▶ [Your task] Please copy all of the material below word for word, keeping every line in its original order.

── Records supplied

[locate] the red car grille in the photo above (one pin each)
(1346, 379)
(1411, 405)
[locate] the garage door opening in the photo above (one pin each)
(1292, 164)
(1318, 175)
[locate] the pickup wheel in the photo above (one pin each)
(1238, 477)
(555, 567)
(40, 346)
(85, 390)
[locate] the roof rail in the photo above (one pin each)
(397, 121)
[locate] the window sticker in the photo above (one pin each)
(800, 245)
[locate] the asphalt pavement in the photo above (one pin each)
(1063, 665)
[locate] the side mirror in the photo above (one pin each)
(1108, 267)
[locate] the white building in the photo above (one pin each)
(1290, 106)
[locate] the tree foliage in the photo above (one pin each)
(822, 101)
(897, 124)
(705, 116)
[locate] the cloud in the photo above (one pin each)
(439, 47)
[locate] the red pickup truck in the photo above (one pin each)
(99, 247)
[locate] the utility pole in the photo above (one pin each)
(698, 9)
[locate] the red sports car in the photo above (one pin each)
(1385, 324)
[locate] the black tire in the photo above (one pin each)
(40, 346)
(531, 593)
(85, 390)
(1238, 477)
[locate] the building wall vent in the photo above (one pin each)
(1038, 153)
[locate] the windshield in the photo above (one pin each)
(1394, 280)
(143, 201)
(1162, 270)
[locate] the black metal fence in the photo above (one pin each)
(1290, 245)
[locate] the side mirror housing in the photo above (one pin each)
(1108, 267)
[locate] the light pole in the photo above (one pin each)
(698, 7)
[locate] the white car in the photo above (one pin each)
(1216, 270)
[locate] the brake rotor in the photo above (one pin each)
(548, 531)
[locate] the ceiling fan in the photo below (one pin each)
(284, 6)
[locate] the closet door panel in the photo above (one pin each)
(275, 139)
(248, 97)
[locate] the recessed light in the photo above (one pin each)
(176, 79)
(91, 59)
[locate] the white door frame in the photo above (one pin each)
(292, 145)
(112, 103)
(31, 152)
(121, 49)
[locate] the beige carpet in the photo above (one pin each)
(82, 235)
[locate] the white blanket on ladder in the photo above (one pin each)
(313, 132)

────

▶ [Exercise response]
[locate] the red car grille in the photo above (one pin each)
(1346, 379)
(1411, 405)
[locate] the garage door opening in the photo above (one pin each)
(1292, 164)
(1318, 175)
[locate] the pickup wheel in the photo above (one pin each)
(1238, 477)
(555, 567)
(40, 346)
(85, 390)
[locate] the roof rail in the photo above (one pin each)
(397, 121)
[locate] the window sticker in the photo above (one pin each)
(800, 245)
[locate] the asphalt pavement in the photo above (one pin each)
(1063, 665)
[locate] the side mirror in the photo above (one pin each)
(1108, 267)
[locate] the white building in the photo above (one pin each)
(1290, 106)
[locate] the tree foliage in the photo above (one pin each)
(822, 101)
(897, 124)
(705, 116)
[locate] the cloud in the photo above (one pin each)
(439, 47)
[locate] the red pickup truck in the photo above (one pin each)
(99, 247)
[locate] the utility pole in the photo above (one pin each)
(698, 9)
[locate] the red sports car in the photo above (one pin each)
(1385, 324)
[locate] the black tire in the photo above (one pin each)
(40, 346)
(531, 593)
(85, 390)
(1238, 477)
[locate] the building wall vent in the photo above (one pin each)
(1038, 153)
[locate] the windshield in the photo above (one pin each)
(1394, 280)
(143, 201)
(1162, 270)
[locate] the black metal fence in the photo above (one pin each)
(1290, 245)
[locate] the side mirror housing in the photo above (one pin each)
(1108, 267)
[locate] the light pole in the photo above (one pin each)
(698, 7)
[locate] the white car in the photo above (one pin each)
(1216, 270)
[locate] the brake rotor in the photo above (one pin each)
(548, 531)
[locate] the ceiling fan in the photo below (one pin each)
(284, 6)
[locate] the closet door panel in the photo above (one pin each)
(275, 139)
(248, 97)
[locate] the recessed light in the photo above (one pin each)
(176, 79)
(91, 59)
[locate] the white door frame in the photo above (one pin each)
(292, 145)
(112, 103)
(31, 152)
(121, 49)
[locate] the beige carpet in the photo above (one pin each)
(82, 235)
[locate] the white blanket on ladder in the photo above (one pin each)
(313, 132)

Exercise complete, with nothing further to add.